Texte à analyser>
Blow Up – Michelangelo Antonioni – 1967

Blow Up - Michelangelo Antonioni - 1967 dans * 100 blowup460

Ready-made.     

   10.0   Blow Up est un film cinématographique, voire photographique par excellence, sans doute la plus belle déclaration d’amour que l’on puisse faire au métier, puisqu’il évoque les (mes)aventures d’un photographe, son regard à travers les clichés qu’il a shooté sur un homicide dans un parc. Qu’est-ce que l’on voit ? Qu’est-ce que l’on ne voit pas ? Et comment doit-on interpréter ces choses, réalités que l’on a vu ou pas ?

     Blow Up semble nous aventurer sur le terrain glissant de l’illusion, de l’interprétation du regard, sur la problématique de vivre sans voir… A ce titre le film s’ouvre sur ce qui ressemble à une fête, ou une manifestation interprétée par des pantomimes. Et ces derniers font la boucle à savoir qu’ils improvisent une partie de tennis imaginaire où tout leur semble vrai, à tel point que les autres, devenus spectateurs, de même que notre personnage principal, vivent le moment comme s’il existait réellement, matériellement.

[Données sources]
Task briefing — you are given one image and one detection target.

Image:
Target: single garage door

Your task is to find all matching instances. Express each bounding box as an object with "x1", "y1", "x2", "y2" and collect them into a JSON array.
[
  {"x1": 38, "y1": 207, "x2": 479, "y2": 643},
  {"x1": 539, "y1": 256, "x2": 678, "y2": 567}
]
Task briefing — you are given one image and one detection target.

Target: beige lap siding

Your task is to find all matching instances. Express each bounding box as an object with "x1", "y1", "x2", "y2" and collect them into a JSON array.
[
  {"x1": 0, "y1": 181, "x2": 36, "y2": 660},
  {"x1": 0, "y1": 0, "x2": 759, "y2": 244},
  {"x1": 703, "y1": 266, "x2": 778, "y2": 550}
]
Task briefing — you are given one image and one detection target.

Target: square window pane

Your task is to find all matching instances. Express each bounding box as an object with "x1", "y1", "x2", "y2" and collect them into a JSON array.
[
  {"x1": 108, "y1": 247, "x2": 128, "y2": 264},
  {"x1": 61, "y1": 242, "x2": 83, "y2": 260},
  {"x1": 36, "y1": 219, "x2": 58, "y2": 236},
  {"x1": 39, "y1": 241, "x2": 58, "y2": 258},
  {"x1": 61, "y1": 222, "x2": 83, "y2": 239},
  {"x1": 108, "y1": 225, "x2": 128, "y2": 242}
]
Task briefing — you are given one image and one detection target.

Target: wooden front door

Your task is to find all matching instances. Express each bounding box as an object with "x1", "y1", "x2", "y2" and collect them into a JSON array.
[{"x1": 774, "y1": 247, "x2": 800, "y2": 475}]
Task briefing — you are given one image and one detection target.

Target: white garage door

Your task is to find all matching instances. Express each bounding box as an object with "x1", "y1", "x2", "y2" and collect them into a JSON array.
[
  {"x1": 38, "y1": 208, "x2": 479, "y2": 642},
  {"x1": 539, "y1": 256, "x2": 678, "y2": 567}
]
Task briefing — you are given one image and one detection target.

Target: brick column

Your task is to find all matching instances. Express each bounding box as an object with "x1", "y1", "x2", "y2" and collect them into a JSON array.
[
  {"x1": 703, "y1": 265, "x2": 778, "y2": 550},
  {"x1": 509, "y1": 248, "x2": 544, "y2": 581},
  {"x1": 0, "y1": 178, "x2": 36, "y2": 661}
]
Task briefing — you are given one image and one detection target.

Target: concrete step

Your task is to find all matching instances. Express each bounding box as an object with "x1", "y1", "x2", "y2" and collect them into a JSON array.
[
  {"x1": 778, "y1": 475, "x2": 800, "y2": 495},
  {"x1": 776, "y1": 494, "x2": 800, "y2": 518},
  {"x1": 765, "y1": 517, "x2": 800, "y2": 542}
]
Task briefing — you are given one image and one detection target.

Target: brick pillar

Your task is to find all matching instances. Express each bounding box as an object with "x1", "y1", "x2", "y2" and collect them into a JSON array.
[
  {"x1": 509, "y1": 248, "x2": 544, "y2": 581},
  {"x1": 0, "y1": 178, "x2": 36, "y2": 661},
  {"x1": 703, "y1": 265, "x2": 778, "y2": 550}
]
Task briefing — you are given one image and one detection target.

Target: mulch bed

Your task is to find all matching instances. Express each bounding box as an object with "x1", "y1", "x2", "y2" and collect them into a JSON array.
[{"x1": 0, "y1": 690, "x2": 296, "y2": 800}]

Travail à faire>
**1)** Répondez à ces questions sur le texte consacré à Blow Up :
(a) Quel métier exerce le personnage principal du film ?
(b) Dans quel lieu a eu lieu l'homicide qu'il a photographié ?
(c) Quel jeu imaginaire les pantomimes improvisent-ils au début du film ?
**2)** Poursuivez la critique de Blow Up à partir de sa dernière phrase.

Vos réponses>
**1)**
(a) Il est photographe.
(b) Dans un parc.
(c) Une partie de tennis.

**2)**
     Que vient de faire le cinéaste italien pendant plus d’une heure et demie ? Tout simplement de jouer avec son personnage, avec son spectateur, devenu lui aussi personnage. Puisqu’il s’agit ni plus ni moins que de nous faire vivre, découvrir en même temps que le personnage cette histoire presque rocambolesque, l’histoire d’une simple prise de photos d’un couple dans un parc anglais qui dérive vite en meurtre… Et tout cela à travers ces photos prises justement. Le personnage n’a rien vu de la scène, c’est seulement en rentrant chez lui qu’il découvrira la face cachée de cette journée d’apparence anodine.

     Et Antonioni fait ça à sa manière, plein de finesse, pleine de finesse, avec un sens du cadre hors du commun, non sans en oublier ce qu’il approfondira dans Zabriskie Point à savoir la mise en abyme d’une jeunesse paumée, d’une société malade qui trouve refuge dans des activités libertines, décadentes (sexe, drogue, marginalisme en tout sens (la pantomimie)). En ce sens, Blow Up comme tout ce que fait Antonioni est une œuvre excessivement moderne. Antonioni est selon moi le plus grand des modernes.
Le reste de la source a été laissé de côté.